[Referring expression data]
***

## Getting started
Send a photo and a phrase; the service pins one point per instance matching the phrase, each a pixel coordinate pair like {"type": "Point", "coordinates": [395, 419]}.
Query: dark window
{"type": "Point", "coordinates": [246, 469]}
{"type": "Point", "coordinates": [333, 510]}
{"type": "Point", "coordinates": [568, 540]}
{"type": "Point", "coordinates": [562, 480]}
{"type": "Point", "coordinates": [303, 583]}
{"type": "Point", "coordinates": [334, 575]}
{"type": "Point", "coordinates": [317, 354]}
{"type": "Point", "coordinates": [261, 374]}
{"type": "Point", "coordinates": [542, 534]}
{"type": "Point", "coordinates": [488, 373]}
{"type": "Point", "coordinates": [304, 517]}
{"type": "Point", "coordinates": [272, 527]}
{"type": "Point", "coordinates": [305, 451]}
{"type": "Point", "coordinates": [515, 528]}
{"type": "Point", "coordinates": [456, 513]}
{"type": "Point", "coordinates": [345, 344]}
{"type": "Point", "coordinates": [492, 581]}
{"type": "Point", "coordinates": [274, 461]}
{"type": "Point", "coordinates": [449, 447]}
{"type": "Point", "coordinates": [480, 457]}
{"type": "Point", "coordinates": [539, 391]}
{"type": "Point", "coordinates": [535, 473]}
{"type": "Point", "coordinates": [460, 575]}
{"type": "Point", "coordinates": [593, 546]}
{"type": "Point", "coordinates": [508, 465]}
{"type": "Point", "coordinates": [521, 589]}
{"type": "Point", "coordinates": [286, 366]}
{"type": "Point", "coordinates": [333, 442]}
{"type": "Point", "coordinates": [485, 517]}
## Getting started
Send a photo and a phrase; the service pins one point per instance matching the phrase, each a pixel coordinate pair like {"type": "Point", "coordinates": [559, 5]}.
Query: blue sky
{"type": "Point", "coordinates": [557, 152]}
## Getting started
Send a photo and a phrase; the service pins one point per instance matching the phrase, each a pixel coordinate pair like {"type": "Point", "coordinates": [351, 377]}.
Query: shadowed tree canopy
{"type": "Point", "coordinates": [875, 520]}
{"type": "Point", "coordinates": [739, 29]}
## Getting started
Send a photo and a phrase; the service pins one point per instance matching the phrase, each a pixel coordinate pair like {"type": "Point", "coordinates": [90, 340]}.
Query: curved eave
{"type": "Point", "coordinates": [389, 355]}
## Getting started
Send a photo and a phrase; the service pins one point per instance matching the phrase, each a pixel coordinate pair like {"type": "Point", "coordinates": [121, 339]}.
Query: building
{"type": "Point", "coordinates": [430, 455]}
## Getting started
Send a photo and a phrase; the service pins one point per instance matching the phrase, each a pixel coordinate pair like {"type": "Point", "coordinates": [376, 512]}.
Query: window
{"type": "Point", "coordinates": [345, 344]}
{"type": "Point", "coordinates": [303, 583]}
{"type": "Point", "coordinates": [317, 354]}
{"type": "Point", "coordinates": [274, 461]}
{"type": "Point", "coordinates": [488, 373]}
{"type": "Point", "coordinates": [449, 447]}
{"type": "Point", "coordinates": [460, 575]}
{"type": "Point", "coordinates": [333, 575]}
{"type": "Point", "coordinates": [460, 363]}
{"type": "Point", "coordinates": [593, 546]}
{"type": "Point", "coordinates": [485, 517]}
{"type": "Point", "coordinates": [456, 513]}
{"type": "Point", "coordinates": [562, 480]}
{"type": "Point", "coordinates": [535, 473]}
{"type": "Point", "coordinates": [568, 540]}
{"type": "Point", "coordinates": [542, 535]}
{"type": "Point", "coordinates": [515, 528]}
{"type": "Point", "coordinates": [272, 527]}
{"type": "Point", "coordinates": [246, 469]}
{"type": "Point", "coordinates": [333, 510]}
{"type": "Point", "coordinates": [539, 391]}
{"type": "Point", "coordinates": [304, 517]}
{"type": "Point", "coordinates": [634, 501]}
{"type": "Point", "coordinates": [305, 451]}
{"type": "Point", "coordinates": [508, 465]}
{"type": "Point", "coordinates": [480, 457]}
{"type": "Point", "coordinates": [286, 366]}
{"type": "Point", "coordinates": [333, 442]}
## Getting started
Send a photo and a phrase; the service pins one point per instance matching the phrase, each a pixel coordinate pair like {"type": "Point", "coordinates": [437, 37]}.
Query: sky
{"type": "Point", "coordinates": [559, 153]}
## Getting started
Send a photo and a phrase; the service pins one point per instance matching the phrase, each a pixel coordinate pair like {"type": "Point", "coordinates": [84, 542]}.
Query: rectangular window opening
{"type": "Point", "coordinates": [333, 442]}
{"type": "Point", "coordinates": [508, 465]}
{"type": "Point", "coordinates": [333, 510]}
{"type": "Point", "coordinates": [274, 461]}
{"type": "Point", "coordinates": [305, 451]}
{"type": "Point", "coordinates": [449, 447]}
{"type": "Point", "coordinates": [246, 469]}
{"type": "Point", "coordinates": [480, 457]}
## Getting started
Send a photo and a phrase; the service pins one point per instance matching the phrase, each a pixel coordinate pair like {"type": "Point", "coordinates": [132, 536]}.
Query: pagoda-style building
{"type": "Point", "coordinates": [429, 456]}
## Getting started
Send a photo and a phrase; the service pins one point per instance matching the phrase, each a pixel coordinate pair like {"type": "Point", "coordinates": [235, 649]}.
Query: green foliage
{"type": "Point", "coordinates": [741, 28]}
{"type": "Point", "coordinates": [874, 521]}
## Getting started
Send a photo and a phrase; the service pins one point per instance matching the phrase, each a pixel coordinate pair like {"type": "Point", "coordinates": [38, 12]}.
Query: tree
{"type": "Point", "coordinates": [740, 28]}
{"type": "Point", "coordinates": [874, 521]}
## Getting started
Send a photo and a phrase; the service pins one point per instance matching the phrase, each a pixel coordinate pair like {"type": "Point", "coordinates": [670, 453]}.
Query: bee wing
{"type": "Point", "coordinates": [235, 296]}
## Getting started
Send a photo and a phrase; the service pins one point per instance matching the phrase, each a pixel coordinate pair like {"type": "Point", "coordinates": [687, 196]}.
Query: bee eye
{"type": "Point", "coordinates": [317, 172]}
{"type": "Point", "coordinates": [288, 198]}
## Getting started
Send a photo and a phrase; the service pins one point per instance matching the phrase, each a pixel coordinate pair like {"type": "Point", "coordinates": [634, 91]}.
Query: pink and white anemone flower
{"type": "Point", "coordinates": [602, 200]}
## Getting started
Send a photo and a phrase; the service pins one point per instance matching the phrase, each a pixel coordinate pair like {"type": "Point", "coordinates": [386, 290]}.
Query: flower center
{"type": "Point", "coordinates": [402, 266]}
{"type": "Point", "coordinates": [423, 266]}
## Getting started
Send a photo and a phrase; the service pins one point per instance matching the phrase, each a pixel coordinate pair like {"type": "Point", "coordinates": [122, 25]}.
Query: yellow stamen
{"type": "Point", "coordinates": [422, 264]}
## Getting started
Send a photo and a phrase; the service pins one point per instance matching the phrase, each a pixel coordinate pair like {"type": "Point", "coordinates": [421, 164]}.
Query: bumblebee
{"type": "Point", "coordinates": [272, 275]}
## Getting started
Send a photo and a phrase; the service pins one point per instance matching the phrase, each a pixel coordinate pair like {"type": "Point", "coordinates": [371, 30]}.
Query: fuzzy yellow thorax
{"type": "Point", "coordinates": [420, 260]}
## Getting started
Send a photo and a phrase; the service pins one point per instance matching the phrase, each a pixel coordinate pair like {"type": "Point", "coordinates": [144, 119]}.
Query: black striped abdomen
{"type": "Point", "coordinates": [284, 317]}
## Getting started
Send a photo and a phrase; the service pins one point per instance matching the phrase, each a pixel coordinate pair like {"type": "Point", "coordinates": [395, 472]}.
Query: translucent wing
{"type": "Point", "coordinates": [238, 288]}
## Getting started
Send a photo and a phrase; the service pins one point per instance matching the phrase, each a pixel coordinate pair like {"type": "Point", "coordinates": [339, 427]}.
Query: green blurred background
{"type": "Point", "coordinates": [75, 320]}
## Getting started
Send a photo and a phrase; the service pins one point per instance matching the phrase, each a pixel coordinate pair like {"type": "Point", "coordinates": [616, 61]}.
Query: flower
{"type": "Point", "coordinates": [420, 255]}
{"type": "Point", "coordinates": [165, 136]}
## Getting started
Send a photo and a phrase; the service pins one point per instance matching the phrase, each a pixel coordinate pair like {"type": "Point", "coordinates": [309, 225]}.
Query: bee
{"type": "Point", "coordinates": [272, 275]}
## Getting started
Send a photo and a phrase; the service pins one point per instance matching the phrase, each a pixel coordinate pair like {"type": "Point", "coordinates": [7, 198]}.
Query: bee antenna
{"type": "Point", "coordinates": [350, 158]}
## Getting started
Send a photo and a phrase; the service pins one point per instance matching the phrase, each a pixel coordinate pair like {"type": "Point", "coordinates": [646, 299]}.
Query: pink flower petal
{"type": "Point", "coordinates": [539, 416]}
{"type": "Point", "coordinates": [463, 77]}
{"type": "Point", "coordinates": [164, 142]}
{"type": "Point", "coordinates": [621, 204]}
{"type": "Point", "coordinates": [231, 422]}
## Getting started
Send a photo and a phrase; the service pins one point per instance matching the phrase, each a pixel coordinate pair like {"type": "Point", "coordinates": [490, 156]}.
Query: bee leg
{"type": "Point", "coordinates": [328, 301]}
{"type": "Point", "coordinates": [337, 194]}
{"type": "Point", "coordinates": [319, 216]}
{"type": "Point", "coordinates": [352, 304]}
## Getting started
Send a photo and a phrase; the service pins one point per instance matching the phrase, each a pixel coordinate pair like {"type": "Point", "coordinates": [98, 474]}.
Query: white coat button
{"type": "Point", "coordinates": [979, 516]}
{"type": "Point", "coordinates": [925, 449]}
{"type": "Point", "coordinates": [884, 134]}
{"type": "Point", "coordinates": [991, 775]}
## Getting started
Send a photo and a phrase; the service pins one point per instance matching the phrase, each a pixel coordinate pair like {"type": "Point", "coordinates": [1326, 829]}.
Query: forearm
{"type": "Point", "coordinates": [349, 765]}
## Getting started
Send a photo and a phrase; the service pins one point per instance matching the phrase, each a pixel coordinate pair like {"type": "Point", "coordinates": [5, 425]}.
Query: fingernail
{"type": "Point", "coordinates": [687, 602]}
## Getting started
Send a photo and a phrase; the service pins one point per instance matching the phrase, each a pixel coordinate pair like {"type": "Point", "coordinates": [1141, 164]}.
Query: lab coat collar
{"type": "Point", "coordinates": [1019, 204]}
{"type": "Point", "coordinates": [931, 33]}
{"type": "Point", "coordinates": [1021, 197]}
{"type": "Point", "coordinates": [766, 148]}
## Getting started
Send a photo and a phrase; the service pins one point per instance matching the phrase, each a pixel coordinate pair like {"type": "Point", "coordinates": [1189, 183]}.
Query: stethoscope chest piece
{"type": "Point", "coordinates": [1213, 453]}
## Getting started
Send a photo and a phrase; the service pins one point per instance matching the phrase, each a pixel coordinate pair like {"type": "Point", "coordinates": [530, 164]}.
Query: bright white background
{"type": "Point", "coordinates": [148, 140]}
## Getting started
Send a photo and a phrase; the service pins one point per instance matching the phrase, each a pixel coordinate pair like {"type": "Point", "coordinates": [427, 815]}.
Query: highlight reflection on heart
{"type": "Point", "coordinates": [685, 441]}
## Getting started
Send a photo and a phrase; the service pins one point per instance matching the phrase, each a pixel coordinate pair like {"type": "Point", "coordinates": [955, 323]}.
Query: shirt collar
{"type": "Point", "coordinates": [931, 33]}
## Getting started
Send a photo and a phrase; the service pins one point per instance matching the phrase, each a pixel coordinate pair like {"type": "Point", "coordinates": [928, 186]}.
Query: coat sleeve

***

#### [Aim of the task]
The lines from the one holding "Query: stethoscope chest piece" to the end of the entries are to be repeated exactly, with both ends included and nothing else.

#### [Task result]
Query: stethoscope chest piece
{"type": "Point", "coordinates": [1213, 453]}
## Getting started
Send a photo and a phrase; the service pins one point per instance matching the phrase, each a pixel coordinate pair like {"type": "Point", "coordinates": [530, 164]}.
Query: bright white background
{"type": "Point", "coordinates": [148, 140]}
## Getting started
Send a photo and a phrase; the service pins one point per instance matching the phrase, each a pixel coordinate pair like {"type": "Point", "coordinates": [427, 815]}.
Query: highlight reflection on heart
{"type": "Point", "coordinates": [685, 441]}
## Getting started
Send a photo and a phrase; the service pins one point per instance matching the phrase, each a pixel coordinate pair like {"type": "Point", "coordinates": [955, 323]}.
Query: shirt collar
{"type": "Point", "coordinates": [931, 33]}
## Getting started
Send a photo and a phrase; the service pins one point per instance matching the phrase, each a pixel coordinate pair like {"type": "Point", "coordinates": [928, 186]}.
Query: coat sleeve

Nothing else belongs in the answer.